=== Stored data ===
........
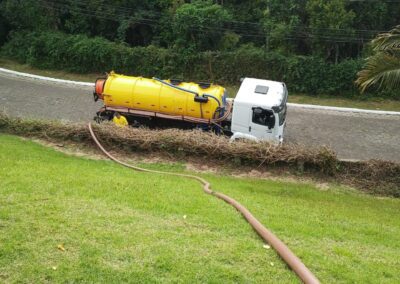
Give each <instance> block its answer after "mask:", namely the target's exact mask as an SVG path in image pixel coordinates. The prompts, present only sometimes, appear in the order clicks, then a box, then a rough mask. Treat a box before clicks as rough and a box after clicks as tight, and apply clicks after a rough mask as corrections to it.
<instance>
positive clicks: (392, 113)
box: [0, 67, 400, 116]
mask: <svg viewBox="0 0 400 284" xmlns="http://www.w3.org/2000/svg"><path fill="white" fill-rule="evenodd" d="M0 72H3V73H7V74H11V75H14V76H17V77H26V78H30V79H36V80H42V81H48V82H54V83H59V84H66V85H68V84H70V85H77V86H89V87H93V86H94V83H89V82H79V81H72V80H63V79H56V78H51V77H45V76H39V75H33V74H29V73H23V72H18V71H14V70H9V69H6V68H1V67H0ZM288 106H289V107H293V108H303V109H316V110H330V111H339V112H350V113H366V114H378V115H399V116H400V112H397V111H383V110H369V109H359V108H345V107H331V106H320V105H308V104H295V103H288Z"/></svg>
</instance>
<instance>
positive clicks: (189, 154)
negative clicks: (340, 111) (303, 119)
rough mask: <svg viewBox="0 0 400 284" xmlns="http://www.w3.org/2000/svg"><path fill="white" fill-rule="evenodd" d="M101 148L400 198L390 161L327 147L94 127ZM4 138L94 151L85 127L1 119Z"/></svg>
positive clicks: (9, 119)
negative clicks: (366, 159)
mask: <svg viewBox="0 0 400 284" xmlns="http://www.w3.org/2000/svg"><path fill="white" fill-rule="evenodd" d="M94 131H95V132H96V135H97V136H98V138H99V140H100V141H101V143H102V144H103V145H104V146H105V147H106V148H107V149H109V150H113V151H116V152H120V153H121V152H125V153H126V152H136V153H137V152H144V153H149V152H151V153H160V154H167V155H168V156H173V157H176V158H179V159H182V158H185V157H196V158H204V159H207V161H218V162H224V163H227V164H228V163H229V165H230V166H233V167H235V166H236V167H238V166H243V165H246V166H257V167H268V168H274V169H276V168H284V169H285V170H289V171H294V172H297V173H298V172H301V173H303V174H307V175H311V176H314V177H318V178H329V179H330V180H336V181H338V182H341V183H345V184H350V185H353V186H355V187H358V188H360V189H362V190H364V191H366V192H369V193H374V194H380V195H389V196H395V197H400V165H399V164H396V163H392V162H387V161H365V162H364V161H363V162H345V161H340V160H338V158H337V157H336V154H335V153H334V152H333V151H332V150H331V149H329V148H327V147H306V146H303V145H297V144H290V143H285V144H283V145H275V144H271V143H268V142H254V141H236V142H234V143H230V142H229V139H228V138H227V137H225V136H219V135H215V134H213V133H210V132H203V131H201V130H180V129H167V130H150V129H147V128H119V127H115V126H114V125H112V124H109V123H104V124H101V125H94ZM0 132H3V133H8V134H15V135H20V136H24V137H34V138H41V139H46V140H49V141H52V142H61V141H62V142H65V141H71V142H78V143H82V144H85V145H90V146H93V145H94V143H93V141H92V138H91V136H90V133H89V131H88V128H87V125H86V124H72V123H61V122H51V121H40V120H25V119H17V118H10V117H8V116H6V115H4V114H0Z"/></svg>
........
=== Your instructions ===
Above are the records; copy them exactly without the pictures.

=== Exercise solution ===
Give each <instance> block its answer after "mask:", namely the target's exact mask as an SVG path in image pixel coordinates. The prompts, present only sometimes, appear in the order clicks, then a box, then a rough mask. Treat a box before clicks as rough and a box after clicks as tight, and apply clicks after a rough mask as corrections to it.
<instance>
positive clicks: (392, 113)
box: [0, 67, 400, 116]
mask: <svg viewBox="0 0 400 284" xmlns="http://www.w3.org/2000/svg"><path fill="white" fill-rule="evenodd" d="M0 72H3V73H7V74H11V75H14V76H17V77H26V78H30V79H36V80H42V81H48V82H54V83H59V84H66V85H68V84H70V85H77V86H89V87H93V86H94V83H89V82H79V81H72V80H63V79H56V78H51V77H45V76H39V75H33V74H29V73H23V72H18V71H14V70H9V69H6V68H1V67H0ZM288 106H289V107H293V108H303V109H316V110H330V111H339V112H350V113H366V114H378V115H399V116H400V112H397V111H383V110H369V109H359V108H345V107H331V106H320V105H308V104H295V103H288Z"/></svg>
</instance>
<instance>
positive clicks: (189, 154)
negative clicks: (340, 111) (303, 119)
rough mask: <svg viewBox="0 0 400 284" xmlns="http://www.w3.org/2000/svg"><path fill="white" fill-rule="evenodd" d="M101 148L400 198L390 161L327 147L94 127ZM4 138L94 151L85 127L1 119Z"/></svg>
positive clicks: (9, 119)
negative clicks: (366, 159)
mask: <svg viewBox="0 0 400 284" xmlns="http://www.w3.org/2000/svg"><path fill="white" fill-rule="evenodd" d="M94 131H95V132H96V135H97V136H98V138H99V140H100V141H101V143H102V144H103V145H104V146H105V147H106V148H107V149H109V150H113V151H116V152H120V153H121V152H125V153H126V152H136V153H137V152H144V153H149V152H151V153H160V154H167V155H168V156H173V157H176V158H179V159H182V158H185V157H196V158H204V159H207V161H218V162H224V163H227V164H228V163H229V165H230V166H233V167H235V166H236V167H238V166H243V165H246V166H257V167H268V168H274V169H276V168H284V169H285V170H289V171H294V172H297V173H298V172H301V173H303V174H307V175H311V176H314V177H318V178H329V179H330V180H336V181H338V182H341V183H345V184H350V185H353V186H355V187H358V188H360V189H362V190H364V191H366V192H369V193H374V194H380V195H389V196H395V197H400V165H399V164H396V163H392V162H387V161H365V162H364V161H363V162H345V161H340V160H338V158H337V157H336V154H335V153H334V152H333V151H332V150H331V149H329V148H327V147H306V146H303V145H297V144H290V143H285V144H283V145H275V144H271V143H268V142H254V141H236V142H234V143H230V142H229V139H228V138H227V137H225V136H219V135H215V134H213V133H210V132H203V131H201V130H180V129H167V130H150V129H147V128H119V127H115V126H114V125H112V124H109V123H104V124H101V125H94ZM0 132H3V133H8V134H15V135H20V136H24V137H34V138H41V139H46V140H49V141H52V142H61V141H62V142H65V141H71V142H78V143H82V144H85V145H90V146H93V145H94V143H93V141H92V138H91V136H90V133H89V131H88V128H87V125H86V124H72V123H61V122H51V121H40V120H25V119H17V118H10V117H8V116H6V115H4V114H0Z"/></svg>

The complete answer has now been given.